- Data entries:
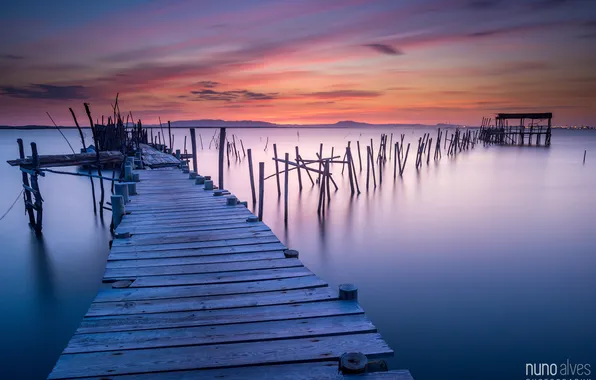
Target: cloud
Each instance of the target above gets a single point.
(344, 94)
(11, 57)
(230, 96)
(385, 49)
(45, 91)
(208, 84)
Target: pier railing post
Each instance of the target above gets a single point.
(222, 146)
(25, 177)
(252, 178)
(261, 189)
(193, 143)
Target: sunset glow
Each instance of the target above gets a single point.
(301, 62)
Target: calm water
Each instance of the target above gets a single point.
(470, 268)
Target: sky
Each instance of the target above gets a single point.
(299, 62)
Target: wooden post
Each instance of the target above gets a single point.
(276, 170)
(328, 176)
(252, 178)
(27, 194)
(350, 174)
(405, 160)
(35, 187)
(395, 160)
(118, 209)
(170, 135)
(320, 163)
(390, 144)
(222, 139)
(286, 188)
(352, 167)
(97, 149)
(261, 189)
(298, 169)
(193, 145)
(367, 166)
(359, 156)
(372, 166)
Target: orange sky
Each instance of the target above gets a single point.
(302, 62)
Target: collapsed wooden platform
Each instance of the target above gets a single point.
(153, 158)
(57, 160)
(197, 291)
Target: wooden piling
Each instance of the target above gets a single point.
(320, 164)
(405, 160)
(286, 187)
(26, 186)
(222, 139)
(350, 174)
(170, 135)
(35, 186)
(276, 170)
(298, 170)
(372, 165)
(193, 145)
(261, 189)
(251, 176)
(359, 156)
(367, 166)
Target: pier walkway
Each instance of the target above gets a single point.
(199, 292)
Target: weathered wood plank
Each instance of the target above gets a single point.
(129, 273)
(218, 316)
(211, 302)
(139, 294)
(211, 259)
(220, 277)
(247, 247)
(192, 236)
(326, 370)
(205, 335)
(268, 237)
(236, 354)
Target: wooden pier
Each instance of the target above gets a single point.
(524, 129)
(197, 288)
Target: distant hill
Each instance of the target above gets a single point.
(217, 123)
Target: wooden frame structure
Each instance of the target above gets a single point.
(522, 132)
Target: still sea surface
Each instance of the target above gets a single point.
(470, 267)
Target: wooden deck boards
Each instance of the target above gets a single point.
(211, 296)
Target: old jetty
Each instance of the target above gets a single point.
(197, 287)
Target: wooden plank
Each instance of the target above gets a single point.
(130, 273)
(249, 246)
(212, 302)
(220, 277)
(268, 237)
(139, 294)
(191, 236)
(212, 259)
(233, 224)
(218, 316)
(326, 370)
(206, 335)
(236, 354)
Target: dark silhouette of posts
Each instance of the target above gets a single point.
(252, 178)
(276, 170)
(193, 144)
(261, 189)
(222, 146)
(286, 187)
(27, 195)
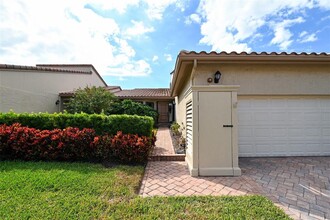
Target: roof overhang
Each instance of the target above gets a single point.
(185, 62)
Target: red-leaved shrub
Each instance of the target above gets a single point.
(19, 142)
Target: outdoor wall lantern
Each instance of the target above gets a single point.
(217, 76)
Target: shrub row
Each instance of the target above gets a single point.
(71, 144)
(128, 124)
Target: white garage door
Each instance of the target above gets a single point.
(277, 126)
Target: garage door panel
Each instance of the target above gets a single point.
(278, 126)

- DESCRIPTION OF THE TASK: Copy, without any change, the run of lines from the one with "Target: roof overhang" through the end of the entries above.

- ANSWER TO THIS TASK:
Target: roof overhang
Each instance of the target above gets a single point.
(185, 62)
Target: red-leaved shrub
Each instance of the target above gets a single point.
(19, 142)
Target: outdoor wall lantern
Each instance of the target above gets a single point.
(217, 76)
Target: shrub row
Each instance of the target above gets a single point.
(71, 144)
(128, 124)
Target: white garage door
Each instance of the target above gets a single point.
(277, 126)
Target: garage door panel
Each instance of the target above gets a single point.
(278, 126)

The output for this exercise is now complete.